# [REQUIRED ACTION]
Copy all the lines of the data that include the word "exact".

# [MATERIAL PROVIDED]
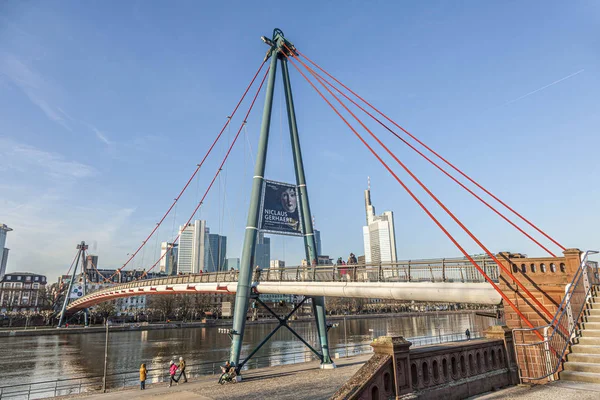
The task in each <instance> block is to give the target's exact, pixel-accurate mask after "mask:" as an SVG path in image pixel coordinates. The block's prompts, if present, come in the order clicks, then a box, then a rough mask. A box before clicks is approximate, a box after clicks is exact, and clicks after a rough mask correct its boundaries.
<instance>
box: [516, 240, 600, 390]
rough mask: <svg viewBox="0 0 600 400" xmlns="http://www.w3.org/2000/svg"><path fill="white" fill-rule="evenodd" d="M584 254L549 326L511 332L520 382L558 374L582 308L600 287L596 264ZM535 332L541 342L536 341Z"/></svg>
mask: <svg viewBox="0 0 600 400" xmlns="http://www.w3.org/2000/svg"><path fill="white" fill-rule="evenodd" d="M596 253H597V252H592V251H586V252H585V253H584V254H583V255H582V257H581V264H580V267H579V268H578V270H577V272H576V273H575V275H574V276H573V280H572V281H571V283H570V284H568V285H567V286H566V288H565V296H564V298H563V300H562V302H561V304H560V305H559V307H558V310H557V311H556V314H555V316H554V318H553V320H552V321H551V323H549V324H547V325H544V326H538V327H535V328H518V329H514V330H513V342H514V344H515V352H516V356H517V360H518V361H519V376H520V378H521V380H522V381H524V382H527V381H533V382H535V381H539V380H542V379H546V380H549V381H551V380H554V379H555V378H556V374H557V373H558V372H560V368H561V367H562V365H563V362H564V360H565V356H566V354H567V350H568V348H569V346H570V345H571V344H573V341H574V340H576V339H577V338H578V337H579V334H580V331H581V325H580V323H581V322H582V319H583V317H584V316H585V310H586V304H587V302H588V300H589V299H590V297H591V295H592V292H593V291H594V290H597V289H598V285H600V275H599V270H598V263H597V262H594V261H590V260H588V256H589V255H590V254H596ZM536 332H537V333H539V334H540V335H541V336H542V337H543V338H544V339H543V340H540V339H538V336H537V335H536Z"/></svg>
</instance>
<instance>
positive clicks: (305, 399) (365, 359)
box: [59, 354, 600, 400]
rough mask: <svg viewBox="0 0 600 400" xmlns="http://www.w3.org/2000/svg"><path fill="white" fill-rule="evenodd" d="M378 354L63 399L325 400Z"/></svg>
mask: <svg viewBox="0 0 600 400" xmlns="http://www.w3.org/2000/svg"><path fill="white" fill-rule="evenodd" d="M371 356H372V354H363V355H360V356H355V357H348V358H344V359H338V360H336V365H337V366H338V368H336V369H334V370H321V369H319V363H318V362H317V361H314V362H307V363H300V364H291V365H283V366H275V367H268V368H260V369H253V370H249V371H246V372H245V373H244V381H243V382H241V383H227V384H225V385H219V384H217V378H218V376H216V375H215V376H203V377H201V378H198V379H193V380H190V381H189V382H188V383H182V384H180V385H176V386H173V387H170V388H169V387H167V383H164V382H161V383H155V384H147V385H146V390H144V391H141V390H139V387H128V388H125V389H123V390H114V391H111V392H109V393H89V394H79V395H73V396H63V397H59V398H60V399H74V398H85V399H90V400H120V399H123V398H124V397H127V399H128V400H139V399H155V400H161V399H172V398H177V399H181V400H187V399H190V400H191V399H193V400H220V399H232V398H244V399H250V400H253V399H256V400H259V399H260V400H262V399H281V400H312V399H315V400H321V399H322V400H325V399H329V398H330V397H331V395H333V394H334V393H335V392H336V391H337V390H338V389H339V388H340V387H341V386H342V385H343V384H344V383H345V382H346V381H347V380H348V379H349V378H350V377H352V375H354V373H356V371H358V370H359V369H360V367H361V366H362V365H363V364H364V363H365V362H366V361H367V360H368V359H369V358H370V357H371ZM598 398H600V384H590V383H576V382H566V381H557V382H553V383H549V384H546V385H531V386H529V385H519V386H512V387H508V388H504V389H501V390H498V391H494V392H489V393H484V394H481V395H478V396H474V397H471V398H470V399H477V400H501V399H528V400H538V399H539V400H555V399H556V400H566V399H577V400H592V399H598Z"/></svg>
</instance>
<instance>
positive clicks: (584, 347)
mask: <svg viewBox="0 0 600 400" xmlns="http://www.w3.org/2000/svg"><path fill="white" fill-rule="evenodd" d="M571 352H572V353H576V354H600V346H586V345H582V344H576V345H573V346H571Z"/></svg>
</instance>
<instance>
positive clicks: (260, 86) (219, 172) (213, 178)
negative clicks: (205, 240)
mask: <svg viewBox="0 0 600 400" xmlns="http://www.w3.org/2000/svg"><path fill="white" fill-rule="evenodd" d="M269 70H270V67H269V68H267V71H266V72H265V75H264V76H263V79H262V81H261V82H260V86H259V87H258V90H257V91H256V94H255V95H254V98H253V99H252V103H251V104H250V107H249V108H248V111H247V112H246V116H245V117H244V121H243V122H242V124H241V125H240V129H238V131H237V134H236V135H235V137H234V138H233V141H232V142H231V145H230V146H229V149H228V150H227V153H226V154H225V157H224V158H223V161H222V162H221V165H219V168H218V169H217V172H216V173H215V176H214V177H213V179H212V181H211V182H210V184H209V185H208V188H207V189H206V191H205V192H204V195H203V196H202V199H201V200H200V202H199V203H198V205H197V206H196V208H195V209H194V212H193V213H192V215H190V218H189V219H188V220H187V222H186V223H185V225H184V226H187V225H188V224H189V223H190V222H191V220H192V219H193V218H194V216H195V215H196V212H198V209H199V208H200V206H202V204H203V203H204V199H205V198H206V196H207V195H208V192H210V189H211V188H212V186H213V184H214V183H215V181H216V179H217V177H218V176H219V174H220V173H221V170H222V169H223V165H225V162H226V161H227V158H228V157H229V153H231V150H232V149H233V146H234V145H235V143H236V142H237V140H238V138H239V136H240V133H241V132H242V129H243V128H244V125H246V121H247V120H248V116H249V115H250V112H251V111H252V109H253V108H254V103H255V102H256V99H257V98H258V95H259V94H260V91H261V89H262V87H263V84H264V83H265V80H266V79H267V75H268V74H269ZM180 236H181V233H178V234H177V237H175V239H174V240H173V241H171V243H173V244H175V243H176V242H177V241H178V240H179V237H180ZM167 253H168V252H165V253H164V254H163V255H161V256H160V258H159V259H158V260H156V262H155V263H154V265H152V267H150V268H149V269H148V270H147V271H144V273H143V274H142V275H140V277H139V278H138V280H139V279H143V278H144V277H145V276H146V275H147V274H148V272H150V271H151V270H152V269H153V268H154V267H156V266H157V265H158V263H160V261H161V260H162V259H163V258H164V257H165V256H166V255H167Z"/></svg>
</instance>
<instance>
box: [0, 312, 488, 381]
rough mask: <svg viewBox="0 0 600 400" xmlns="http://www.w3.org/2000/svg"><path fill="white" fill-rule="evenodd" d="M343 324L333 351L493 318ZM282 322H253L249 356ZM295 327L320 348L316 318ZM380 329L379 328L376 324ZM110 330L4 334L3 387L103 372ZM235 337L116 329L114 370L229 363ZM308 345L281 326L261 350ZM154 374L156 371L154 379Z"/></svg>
mask: <svg viewBox="0 0 600 400" xmlns="http://www.w3.org/2000/svg"><path fill="white" fill-rule="evenodd" d="M334 322H336V323H338V327H337V328H333V329H331V330H330V331H329V340H330V348H331V349H332V351H331V352H332V355H335V353H339V355H340V356H344V355H345V349H344V348H343V347H344V344H345V342H346V341H347V344H348V346H352V345H355V344H363V343H369V342H370V341H371V340H372V338H373V337H377V336H382V335H402V336H404V337H417V336H438V335H445V334H449V333H456V332H464V331H465V330H466V329H467V328H469V329H470V330H471V331H473V332H474V331H483V330H484V329H485V328H487V327H488V326H489V325H491V324H492V323H493V320H491V319H490V318H486V317H479V316H475V315H473V314H448V315H437V316H436V315H435V314H427V315H423V316H411V317H389V318H366V319H346V321H344V320H338V321H334ZM275 326H276V325H275V324H262V325H249V326H247V327H246V334H245V336H244V343H243V350H242V354H244V355H245V354H249V353H250V351H252V349H254V347H255V346H256V345H257V344H258V343H260V341H261V340H262V339H263V338H264V337H265V336H266V335H267V334H269V333H270V332H271V330H272V329H273V328H274V327H275ZM291 326H292V327H293V329H294V330H296V331H297V332H298V333H299V334H300V335H301V336H302V337H304V338H305V340H306V341H307V342H308V343H309V344H311V346H314V347H315V348H317V347H318V337H317V334H316V329H315V326H314V324H313V323H311V322H298V321H294V322H292V323H291ZM370 329H372V332H370V331H369V330H370ZM104 341H105V337H104V334H103V333H93V334H85V335H57V336H39V337H23V338H16V337H9V338H2V339H0V346H2V348H3V350H4V351H3V352H2V353H1V355H0V370H1V371H2V374H0V386H5V385H12V384H17V383H29V382H39V381H44V380H54V379H57V378H73V377H83V376H101V375H102V370H103V362H104V361H103V358H104ZM230 343H231V342H230V340H229V337H228V335H227V334H223V333H219V332H218V331H217V328H189V329H179V330H174V329H170V330H157V331H141V332H140V331H138V332H115V333H111V334H110V341H109V358H108V371H109V373H117V372H135V371H137V370H138V369H139V366H140V364H141V363H146V365H147V367H148V369H164V370H165V372H166V369H167V367H168V362H169V360H171V359H173V360H174V359H176V358H179V356H183V357H185V358H186V361H187V363H188V364H198V363H201V362H207V361H215V362H216V363H217V364H216V365H218V363H221V362H223V361H224V360H225V359H226V358H227V357H228V355H229V347H230ZM305 350H306V347H305V346H304V345H303V344H302V343H301V342H300V341H298V340H297V339H296V338H295V337H294V336H293V335H292V334H291V333H290V332H289V331H287V330H286V329H285V328H282V329H280V330H279V331H278V332H277V333H276V334H275V335H274V336H273V337H272V338H271V340H270V341H269V342H268V343H267V344H266V345H265V346H263V348H262V349H261V350H260V351H259V352H258V353H257V354H256V355H257V356H258V357H261V356H262V357H268V358H269V359H270V361H271V363H272V364H274V365H281V364H286V363H289V362H293V361H294V359H295V361H300V360H302V359H303V360H305V361H309V360H311V359H312V357H311V355H310V354H309V353H306V354H295V355H284V356H278V354H282V353H288V354H289V353H292V352H304V351H305ZM149 378H150V379H152V374H151V375H150V377H149Z"/></svg>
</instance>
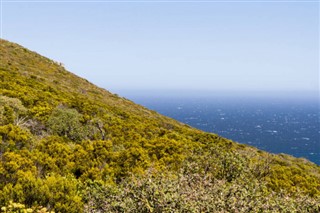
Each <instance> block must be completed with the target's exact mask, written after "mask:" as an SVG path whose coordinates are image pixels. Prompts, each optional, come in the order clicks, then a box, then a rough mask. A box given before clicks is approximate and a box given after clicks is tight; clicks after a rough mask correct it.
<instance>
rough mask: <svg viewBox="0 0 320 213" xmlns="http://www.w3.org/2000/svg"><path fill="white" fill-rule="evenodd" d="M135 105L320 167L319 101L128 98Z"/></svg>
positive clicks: (208, 130)
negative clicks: (319, 166)
mask: <svg viewBox="0 0 320 213" xmlns="http://www.w3.org/2000/svg"><path fill="white" fill-rule="evenodd" d="M126 97H128V98H129V99H131V100H132V101H134V102H136V103H138V104H141V105H143V106H145V107H147V108H149V109H152V110H155V111H157V112H159V113H161V114H163V115H166V116H168V117H171V118H174V119H176V120H179V121H181V122H183V123H186V124H188V125H190V126H193V127H195V128H198V129H201V130H204V131H207V132H213V133H217V134H219V135H221V136H223V137H226V138H229V139H231V140H233V141H237V142H239V143H243V144H249V145H251V146H255V147H257V148H259V149H262V150H266V151H268V152H272V153H286V154H289V155H293V156H295V157H303V158H307V159H309V160H310V161H312V162H314V163H316V164H318V165H320V109H319V99H317V98H295V97H294V95H293V96H291V97H290V98H283V97H277V98H273V97H270V96H268V97H257V96H254V97H238V96H236V97H233V96H230V95H229V96H228V95H227V96H222V95H220V96H212V95H211V96H205V95H202V96H200V97H199V96H196V95H194V94H193V95H190V96H188V95H183V96H179V94H175V95H168V96H165V95H153V94H141V93H139V94H134V93H129V94H127V95H126Z"/></svg>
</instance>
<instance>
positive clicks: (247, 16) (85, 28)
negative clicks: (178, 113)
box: [1, 0, 319, 92]
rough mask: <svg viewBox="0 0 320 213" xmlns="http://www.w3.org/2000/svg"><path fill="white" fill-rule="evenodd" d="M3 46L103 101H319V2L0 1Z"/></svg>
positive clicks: (312, 1) (214, 1)
mask: <svg viewBox="0 0 320 213" xmlns="http://www.w3.org/2000/svg"><path fill="white" fill-rule="evenodd" d="M1 37H2V38H4V39H6V40H9V41H12V42H16V43H19V44H21V45H23V46H25V47H27V48H29V49H31V50H33V51H36V52H38V53H40V54H42V55H44V56H46V57H49V58H52V59H54V60H56V61H59V62H62V63H64V64H65V67H66V68H67V69H68V70H70V71H71V72H74V73H75V74H77V75H79V76H81V77H84V78H86V79H88V80H89V81H91V82H93V83H95V84H97V85H99V86H100V87H104V88H106V89H108V90H110V91H115V92H117V91H120V90H189V91H190V90H193V91H218V90H220V91H230V90H231V91H318V90H319V2H315V1H308V2H302V1H301V2H298V1H294V2H290V1H285V2H275V1H253V2H250V1H238V2H237V1H226V2H221V1H219V2H217V1H202V2H195V1H190V2H188V1H183V2H179V1H175V2H170V1H126V2H121V1H118V2H115V1H97V2H88V1H86V2H81V1H74V2H73V1H68V2H61V1H50V2H49V1H45V0H44V1H41V2H37V1H33V2H31V1H8V0H3V1H1Z"/></svg>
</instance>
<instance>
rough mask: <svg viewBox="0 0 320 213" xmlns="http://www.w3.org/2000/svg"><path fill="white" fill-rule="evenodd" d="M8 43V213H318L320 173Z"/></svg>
mask: <svg viewBox="0 0 320 213" xmlns="http://www.w3.org/2000/svg"><path fill="white" fill-rule="evenodd" d="M0 42H1V43H0V44H1V45H0V46H1V51H0V206H3V208H2V211H4V212H6V211H7V212H10V211H13V212H14V211H18V210H23V209H27V208H30V209H29V210H30V211H31V210H32V211H34V212H37V211H40V209H41V208H43V207H45V209H42V210H41V211H43V212H45V211H46V210H50V211H55V212H173V211H175V212H259V211H260V212H279V211H285V212H294V211H299V212H318V211H320V206H319V198H320V167H319V166H317V165H315V164H313V163H311V162H309V161H307V160H305V159H297V158H293V157H291V156H288V155H274V154H269V153H266V152H263V151H259V150H257V149H255V148H253V147H250V146H246V145H241V144H238V143H235V142H232V141H230V140H227V139H225V138H222V137H219V136H218V135H216V134H211V133H205V132H202V131H199V130H197V129H194V128H191V127H189V126H187V125H184V124H182V123H180V122H177V121H175V120H173V119H170V118H167V117H165V116H162V115H160V114H158V113H156V112H154V111H150V110H148V109H146V108H144V107H142V106H139V105H136V104H134V103H133V102H131V101H129V100H127V99H125V98H121V97H118V96H117V95H113V94H111V93H110V92H108V91H106V90H104V89H101V88H98V87H96V86H95V85H93V84H91V83H90V82H88V81H87V80H85V79H82V78H80V77H77V76H76V75H74V74H72V73H70V72H68V71H66V70H65V69H64V68H63V66H61V65H60V64H59V63H57V62H54V61H52V60H50V59H48V58H45V57H43V56H40V55H38V54H37V53H35V52H31V51H29V50H27V49H26V48H23V47H21V46H19V45H17V44H14V43H11V42H8V41H5V40H0Z"/></svg>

# [WRITTEN SOLUTION]
The task in each <instance> block is to give the target's exact, pixel-accurate mask after "mask:" as an SVG path in image pixel coordinates. The block's prompts, if present, come in the order clicks, then a box, then a rough mask. A box before clicks is approximate, a box after clicks is exact, and clicks after a rough mask correct its boundaries.
Each <instance> block must be completed with the target's exact mask, written after "mask:" as an SVG path whose coordinates are image pixels. Prompts, each optional, come in the order clicks, then a box, then a rough mask. A box given before clicks is approximate and a box given after clicks is tight; clicks after a rough mask correct it.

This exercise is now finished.